● **Given task**
In the data, switch "marker" for "pin" throughout the lines that begin at the one containing "Could you please point to the wooden" and end after the one containing "column 125, row 93". Return only those lines, leaving everything else in them unchanged.

───── Exercise inputs

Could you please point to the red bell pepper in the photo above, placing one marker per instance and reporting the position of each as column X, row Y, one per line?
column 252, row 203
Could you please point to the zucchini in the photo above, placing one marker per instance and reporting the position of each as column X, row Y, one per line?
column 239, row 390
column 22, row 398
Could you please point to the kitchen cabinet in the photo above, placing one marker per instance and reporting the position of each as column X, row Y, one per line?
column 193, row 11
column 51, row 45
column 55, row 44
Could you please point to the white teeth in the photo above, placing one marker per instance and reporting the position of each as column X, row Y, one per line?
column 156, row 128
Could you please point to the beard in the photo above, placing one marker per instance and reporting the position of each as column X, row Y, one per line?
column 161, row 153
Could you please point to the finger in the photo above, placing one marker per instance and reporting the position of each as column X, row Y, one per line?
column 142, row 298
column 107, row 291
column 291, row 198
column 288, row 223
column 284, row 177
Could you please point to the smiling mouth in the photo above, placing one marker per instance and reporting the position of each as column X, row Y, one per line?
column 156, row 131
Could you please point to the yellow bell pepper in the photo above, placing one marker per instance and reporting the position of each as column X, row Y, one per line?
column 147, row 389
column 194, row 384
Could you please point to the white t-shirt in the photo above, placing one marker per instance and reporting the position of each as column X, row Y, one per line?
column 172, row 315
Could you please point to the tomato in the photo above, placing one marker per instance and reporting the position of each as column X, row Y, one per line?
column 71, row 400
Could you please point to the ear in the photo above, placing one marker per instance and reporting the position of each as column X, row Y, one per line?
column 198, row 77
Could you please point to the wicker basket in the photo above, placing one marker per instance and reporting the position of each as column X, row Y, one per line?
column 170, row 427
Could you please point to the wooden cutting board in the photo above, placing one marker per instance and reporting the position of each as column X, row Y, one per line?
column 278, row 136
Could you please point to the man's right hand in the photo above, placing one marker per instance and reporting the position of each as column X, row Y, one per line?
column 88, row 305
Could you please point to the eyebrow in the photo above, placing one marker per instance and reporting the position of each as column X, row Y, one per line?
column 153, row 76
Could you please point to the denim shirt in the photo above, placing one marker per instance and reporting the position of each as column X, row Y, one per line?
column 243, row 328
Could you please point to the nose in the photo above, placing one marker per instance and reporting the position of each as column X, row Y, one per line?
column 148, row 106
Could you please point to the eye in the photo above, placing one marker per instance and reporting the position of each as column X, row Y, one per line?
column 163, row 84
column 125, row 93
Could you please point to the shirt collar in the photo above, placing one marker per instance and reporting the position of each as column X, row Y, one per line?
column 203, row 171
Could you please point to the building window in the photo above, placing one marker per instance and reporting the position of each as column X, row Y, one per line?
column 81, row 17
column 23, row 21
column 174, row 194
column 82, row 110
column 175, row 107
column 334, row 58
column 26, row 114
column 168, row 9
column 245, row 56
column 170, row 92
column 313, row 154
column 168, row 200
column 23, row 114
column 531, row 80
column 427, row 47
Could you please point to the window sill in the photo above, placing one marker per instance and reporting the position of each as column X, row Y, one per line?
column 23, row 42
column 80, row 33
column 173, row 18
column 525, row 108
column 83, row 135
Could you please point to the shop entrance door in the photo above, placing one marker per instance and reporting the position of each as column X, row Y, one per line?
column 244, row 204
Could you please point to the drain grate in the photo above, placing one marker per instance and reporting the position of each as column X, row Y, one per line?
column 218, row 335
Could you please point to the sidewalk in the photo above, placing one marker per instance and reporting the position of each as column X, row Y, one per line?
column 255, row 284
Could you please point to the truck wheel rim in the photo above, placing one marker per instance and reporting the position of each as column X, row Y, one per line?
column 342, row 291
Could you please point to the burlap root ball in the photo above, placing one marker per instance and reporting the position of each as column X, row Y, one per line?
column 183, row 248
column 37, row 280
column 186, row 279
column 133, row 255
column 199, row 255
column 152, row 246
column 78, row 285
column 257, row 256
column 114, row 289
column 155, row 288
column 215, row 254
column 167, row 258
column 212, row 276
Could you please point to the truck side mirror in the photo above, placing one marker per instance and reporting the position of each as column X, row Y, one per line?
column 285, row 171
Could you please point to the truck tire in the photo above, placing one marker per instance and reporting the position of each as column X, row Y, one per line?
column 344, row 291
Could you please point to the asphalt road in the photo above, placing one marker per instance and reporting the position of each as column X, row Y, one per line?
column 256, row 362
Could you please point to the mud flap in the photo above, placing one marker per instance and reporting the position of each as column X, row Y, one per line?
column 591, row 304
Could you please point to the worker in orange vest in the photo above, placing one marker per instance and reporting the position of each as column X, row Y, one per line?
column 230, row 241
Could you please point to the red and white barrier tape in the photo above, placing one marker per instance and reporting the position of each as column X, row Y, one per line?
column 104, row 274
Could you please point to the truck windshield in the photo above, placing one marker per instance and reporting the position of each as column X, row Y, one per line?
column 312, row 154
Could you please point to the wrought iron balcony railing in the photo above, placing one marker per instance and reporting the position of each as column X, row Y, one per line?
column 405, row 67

──────────

● **Full answer**
Could you please point to the wooden cutting board in the photo above, placing one pin per instance and reporting the position of each as column X, row Y, one per line?
column 278, row 136
Could you please point to the man's right hand in the photo above, placing one pin per instance and reporting the position of each as column X, row Y, one per line?
column 88, row 305
Could you please point to the eyebrow in the photo above, placing one pin per instance and reporting the position of each as column X, row Y, one per line?
column 153, row 76
Could you please point to the denim shirt in the photo above, placing one pin per instance and reporting the position of each as column X, row Y, one per line?
column 243, row 328
Could you please point to the nose in the photo above, placing one pin per instance and reporting the position of each as column X, row Y, one per line?
column 148, row 106
Could you please point to the eye in the photo above, placing one pin per instance and reporting the position of each as column X, row Y, one per line?
column 163, row 84
column 125, row 93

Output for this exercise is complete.